Exercise materials:
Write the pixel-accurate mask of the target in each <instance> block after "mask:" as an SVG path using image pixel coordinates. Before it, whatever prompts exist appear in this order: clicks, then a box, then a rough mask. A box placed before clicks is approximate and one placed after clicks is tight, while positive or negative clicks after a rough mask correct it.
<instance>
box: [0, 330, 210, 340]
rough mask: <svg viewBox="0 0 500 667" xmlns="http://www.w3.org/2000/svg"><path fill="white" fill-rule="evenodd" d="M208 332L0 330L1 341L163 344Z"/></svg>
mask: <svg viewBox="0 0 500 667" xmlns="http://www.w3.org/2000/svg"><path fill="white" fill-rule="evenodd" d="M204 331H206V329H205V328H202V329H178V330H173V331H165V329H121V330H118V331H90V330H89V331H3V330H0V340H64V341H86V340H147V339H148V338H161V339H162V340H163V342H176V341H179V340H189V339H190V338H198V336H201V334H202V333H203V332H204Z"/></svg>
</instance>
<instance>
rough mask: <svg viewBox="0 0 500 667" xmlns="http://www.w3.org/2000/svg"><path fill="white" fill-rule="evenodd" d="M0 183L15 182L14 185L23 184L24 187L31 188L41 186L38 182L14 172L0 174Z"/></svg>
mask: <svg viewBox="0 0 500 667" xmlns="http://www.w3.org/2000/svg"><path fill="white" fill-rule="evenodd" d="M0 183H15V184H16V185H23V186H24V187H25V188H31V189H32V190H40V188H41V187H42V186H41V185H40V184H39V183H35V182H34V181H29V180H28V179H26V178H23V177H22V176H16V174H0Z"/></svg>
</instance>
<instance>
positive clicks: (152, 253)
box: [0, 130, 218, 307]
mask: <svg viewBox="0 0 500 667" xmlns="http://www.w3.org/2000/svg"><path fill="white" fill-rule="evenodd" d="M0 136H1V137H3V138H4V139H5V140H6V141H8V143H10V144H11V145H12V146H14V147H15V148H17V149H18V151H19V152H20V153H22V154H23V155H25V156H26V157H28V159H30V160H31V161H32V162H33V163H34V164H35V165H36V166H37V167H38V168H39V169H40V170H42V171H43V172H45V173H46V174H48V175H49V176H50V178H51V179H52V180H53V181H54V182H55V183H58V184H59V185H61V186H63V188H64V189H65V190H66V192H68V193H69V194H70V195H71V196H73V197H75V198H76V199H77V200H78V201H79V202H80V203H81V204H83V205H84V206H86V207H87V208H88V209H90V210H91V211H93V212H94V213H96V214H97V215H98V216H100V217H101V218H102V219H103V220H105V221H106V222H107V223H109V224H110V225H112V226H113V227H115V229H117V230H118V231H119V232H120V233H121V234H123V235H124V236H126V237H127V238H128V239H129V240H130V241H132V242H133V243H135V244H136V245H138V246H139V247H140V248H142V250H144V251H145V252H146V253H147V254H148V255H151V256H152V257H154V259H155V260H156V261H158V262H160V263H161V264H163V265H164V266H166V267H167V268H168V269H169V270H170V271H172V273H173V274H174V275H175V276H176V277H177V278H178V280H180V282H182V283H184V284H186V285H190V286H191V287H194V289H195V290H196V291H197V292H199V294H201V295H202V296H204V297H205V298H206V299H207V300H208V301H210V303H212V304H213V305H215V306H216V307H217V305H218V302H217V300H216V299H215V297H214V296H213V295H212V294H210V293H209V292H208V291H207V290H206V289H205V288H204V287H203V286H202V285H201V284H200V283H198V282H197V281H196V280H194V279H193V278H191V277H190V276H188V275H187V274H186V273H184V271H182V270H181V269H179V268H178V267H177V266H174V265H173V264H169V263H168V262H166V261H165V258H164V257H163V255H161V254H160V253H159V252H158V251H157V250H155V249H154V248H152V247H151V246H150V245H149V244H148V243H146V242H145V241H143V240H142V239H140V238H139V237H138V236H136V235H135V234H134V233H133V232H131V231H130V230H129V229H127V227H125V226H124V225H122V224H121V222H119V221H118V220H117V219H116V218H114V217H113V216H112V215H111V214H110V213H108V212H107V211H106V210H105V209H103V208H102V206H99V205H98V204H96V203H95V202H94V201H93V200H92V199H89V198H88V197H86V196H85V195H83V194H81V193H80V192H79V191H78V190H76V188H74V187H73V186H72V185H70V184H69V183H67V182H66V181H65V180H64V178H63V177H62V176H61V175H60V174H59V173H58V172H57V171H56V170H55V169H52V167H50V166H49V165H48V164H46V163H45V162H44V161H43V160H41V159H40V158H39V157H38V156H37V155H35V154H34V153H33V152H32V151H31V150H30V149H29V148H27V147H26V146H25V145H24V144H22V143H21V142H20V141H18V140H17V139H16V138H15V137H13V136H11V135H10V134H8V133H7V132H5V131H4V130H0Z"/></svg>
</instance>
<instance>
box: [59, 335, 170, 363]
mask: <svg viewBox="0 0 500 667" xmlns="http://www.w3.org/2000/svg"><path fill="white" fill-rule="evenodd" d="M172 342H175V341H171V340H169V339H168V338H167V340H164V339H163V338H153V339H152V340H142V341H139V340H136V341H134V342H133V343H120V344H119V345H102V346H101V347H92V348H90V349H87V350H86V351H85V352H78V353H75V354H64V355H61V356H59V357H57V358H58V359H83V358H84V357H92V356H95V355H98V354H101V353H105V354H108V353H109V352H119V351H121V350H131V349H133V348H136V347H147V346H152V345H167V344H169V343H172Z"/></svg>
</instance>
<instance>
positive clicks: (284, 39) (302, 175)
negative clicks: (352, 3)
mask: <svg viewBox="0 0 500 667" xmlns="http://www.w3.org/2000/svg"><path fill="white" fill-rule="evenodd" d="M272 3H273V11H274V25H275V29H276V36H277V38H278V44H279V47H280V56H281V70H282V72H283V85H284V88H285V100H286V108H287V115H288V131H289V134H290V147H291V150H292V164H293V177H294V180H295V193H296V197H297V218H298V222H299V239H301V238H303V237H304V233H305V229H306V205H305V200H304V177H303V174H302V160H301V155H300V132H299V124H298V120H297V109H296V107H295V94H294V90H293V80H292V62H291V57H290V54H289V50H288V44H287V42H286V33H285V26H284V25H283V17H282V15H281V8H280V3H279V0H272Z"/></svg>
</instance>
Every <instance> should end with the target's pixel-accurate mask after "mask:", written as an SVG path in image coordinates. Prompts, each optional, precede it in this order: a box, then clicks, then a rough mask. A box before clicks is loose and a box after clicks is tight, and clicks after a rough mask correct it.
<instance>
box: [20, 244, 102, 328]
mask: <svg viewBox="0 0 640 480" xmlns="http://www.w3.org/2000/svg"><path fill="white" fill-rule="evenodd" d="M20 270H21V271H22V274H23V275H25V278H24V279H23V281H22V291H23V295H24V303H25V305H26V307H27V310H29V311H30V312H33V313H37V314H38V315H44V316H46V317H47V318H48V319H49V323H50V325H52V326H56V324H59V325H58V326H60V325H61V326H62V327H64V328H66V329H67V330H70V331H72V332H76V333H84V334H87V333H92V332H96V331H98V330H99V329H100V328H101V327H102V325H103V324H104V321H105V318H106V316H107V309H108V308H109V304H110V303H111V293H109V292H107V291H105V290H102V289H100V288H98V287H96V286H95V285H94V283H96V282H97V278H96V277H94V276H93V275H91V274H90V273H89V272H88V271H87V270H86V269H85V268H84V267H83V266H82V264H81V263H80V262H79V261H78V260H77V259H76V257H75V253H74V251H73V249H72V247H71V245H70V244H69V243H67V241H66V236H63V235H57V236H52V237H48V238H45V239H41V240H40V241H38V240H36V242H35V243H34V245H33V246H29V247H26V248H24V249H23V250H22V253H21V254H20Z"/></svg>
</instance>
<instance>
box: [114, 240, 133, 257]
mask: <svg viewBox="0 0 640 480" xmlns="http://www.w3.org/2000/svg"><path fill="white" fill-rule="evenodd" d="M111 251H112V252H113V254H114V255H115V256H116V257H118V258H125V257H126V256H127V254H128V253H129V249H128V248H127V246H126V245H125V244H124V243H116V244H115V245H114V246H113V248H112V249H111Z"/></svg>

Instructions for the task:
Return exactly the lines from the beginning of the data above through the one containing "box: [0, 330, 210, 340]", please. Include both end lines and add nothing else.

Answer to this problem:
Write the pixel-accurate mask of the target in each <instance> block after "mask:" as an SVG path using image pixel coordinates. Before it, whatever prompts exist appear in this order: clicks, then a box, then a rough mask. A box placed before clicks is approximate and one placed after clicks is tight, while positive or negative clicks after a rough mask correct it.
<instance>
box: [0, 330, 210, 340]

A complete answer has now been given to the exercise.